* _PROBLEM TO WORK ON_
Starting at the line that contains "Phrase: building roof" and continuing through the last of the rows, shift every coordinate by adding 102 to each number. Copy all other lines in that span unchanged.

Coordinate labeling rows
>> Start
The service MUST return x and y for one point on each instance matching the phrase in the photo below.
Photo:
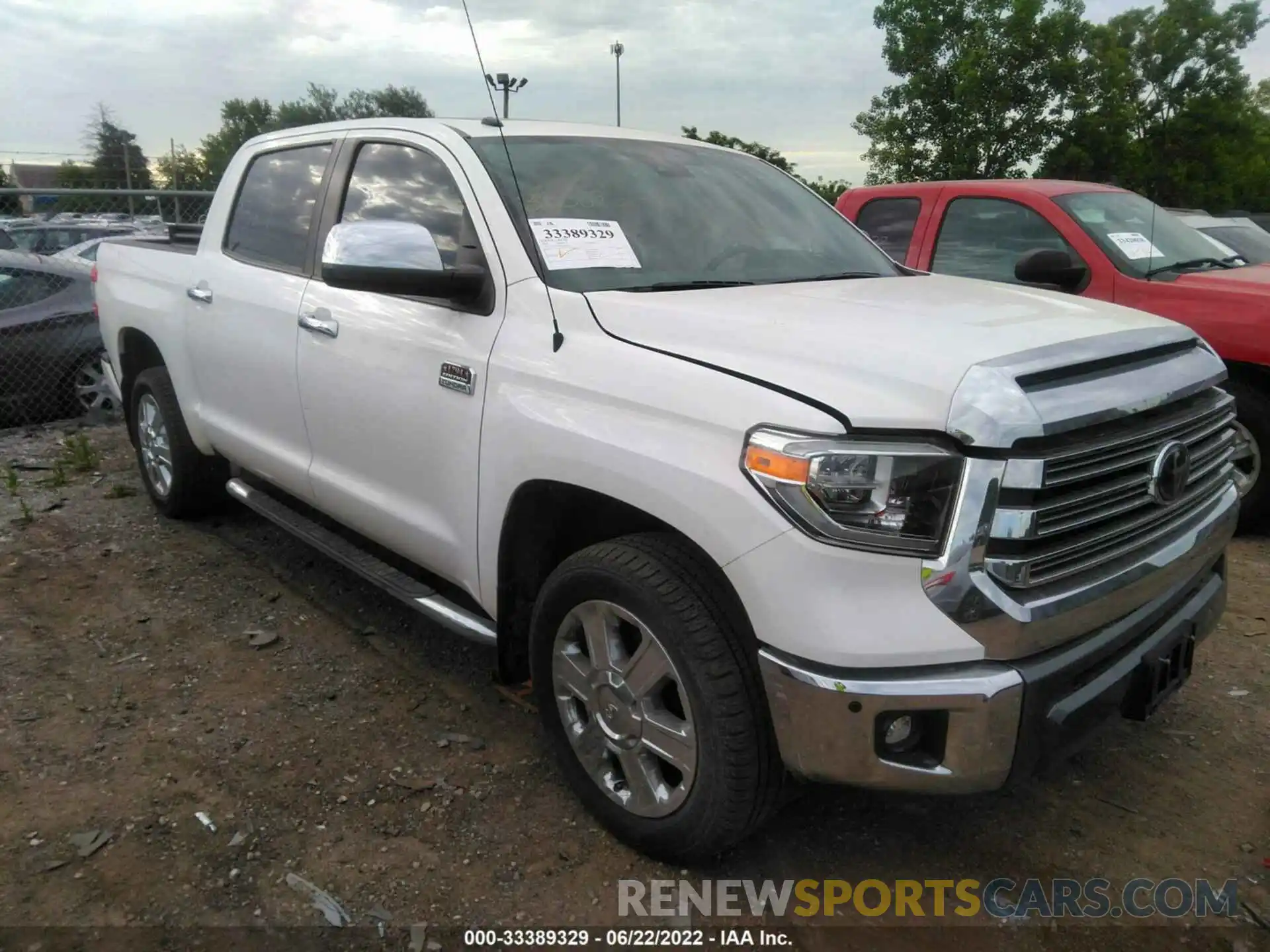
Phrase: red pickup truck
(1103, 243)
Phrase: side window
(889, 222)
(984, 238)
(404, 183)
(275, 207)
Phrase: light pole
(618, 50)
(506, 85)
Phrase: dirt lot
(131, 699)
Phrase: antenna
(556, 337)
(1151, 239)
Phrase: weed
(59, 477)
(79, 454)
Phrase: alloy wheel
(624, 709)
(92, 391)
(154, 444)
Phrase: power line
(31, 151)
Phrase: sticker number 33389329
(582, 243)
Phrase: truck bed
(160, 243)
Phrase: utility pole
(175, 182)
(127, 178)
(506, 85)
(618, 50)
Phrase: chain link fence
(50, 344)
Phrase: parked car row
(1238, 237)
(51, 360)
(50, 346)
(1105, 244)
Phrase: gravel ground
(372, 754)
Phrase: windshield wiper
(687, 285)
(839, 276)
(1191, 263)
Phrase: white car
(741, 494)
(1238, 237)
(85, 252)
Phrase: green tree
(984, 87)
(117, 159)
(183, 169)
(757, 149)
(323, 104)
(245, 118)
(240, 120)
(1165, 107)
(390, 100)
(828, 190)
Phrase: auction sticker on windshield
(1134, 245)
(582, 243)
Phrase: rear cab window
(890, 222)
(273, 211)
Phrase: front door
(394, 447)
(240, 317)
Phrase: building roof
(30, 175)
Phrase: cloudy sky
(789, 74)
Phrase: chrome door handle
(323, 325)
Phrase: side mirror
(1053, 267)
(394, 258)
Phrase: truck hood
>> End
* _ANSWER TO THE TASK_
Phrase: building roof
(132, 277)
Phrase: cloudy sky
(891, 176)
Phrase: chrome door handle
(425, 427)
Phrase: side mirror
(1155, 369)
(496, 360)
Phrase: truck hood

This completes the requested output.